Task statement:
Can you copy everything from the start of the entries below down to the line containing "pixel 39 109", with both ends included, and leave the pictures out of your copy?

BEGIN Input material

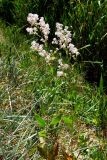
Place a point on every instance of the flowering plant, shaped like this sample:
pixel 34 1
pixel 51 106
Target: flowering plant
pixel 62 41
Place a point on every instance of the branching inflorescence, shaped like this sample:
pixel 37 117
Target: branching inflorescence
pixel 61 41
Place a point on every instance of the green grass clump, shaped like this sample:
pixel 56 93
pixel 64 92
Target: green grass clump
pixel 39 109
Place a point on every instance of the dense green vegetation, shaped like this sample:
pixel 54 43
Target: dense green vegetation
pixel 43 116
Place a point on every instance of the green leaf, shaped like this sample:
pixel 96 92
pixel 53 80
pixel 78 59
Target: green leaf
pixel 56 120
pixel 40 121
pixel 67 120
pixel 42 133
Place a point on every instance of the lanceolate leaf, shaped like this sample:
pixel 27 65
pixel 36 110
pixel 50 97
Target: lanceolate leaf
pixel 56 120
pixel 40 121
pixel 67 120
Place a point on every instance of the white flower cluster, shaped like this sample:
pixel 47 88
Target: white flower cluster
pixel 38 24
pixel 64 40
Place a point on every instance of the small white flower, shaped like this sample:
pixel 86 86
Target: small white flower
pixel 29 30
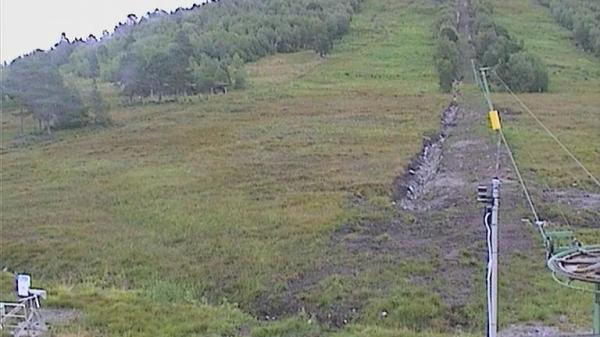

END Input material

Solution for this exercise:
Place a point on every instance of the flowering plant, shaped like this sample:
pixel 34 1
pixel 51 106
Target: flowering plant
pixel 62 41
Place a point on every instance of the branching inflorescence, shaped like this sample:
pixel 37 117
Target: branching inflorescence
pixel 61 41
Place a point on every instance of the green grass clump, shaped like this sample:
pixel 56 93
pixel 64 92
Target: green grass clump
pixel 39 109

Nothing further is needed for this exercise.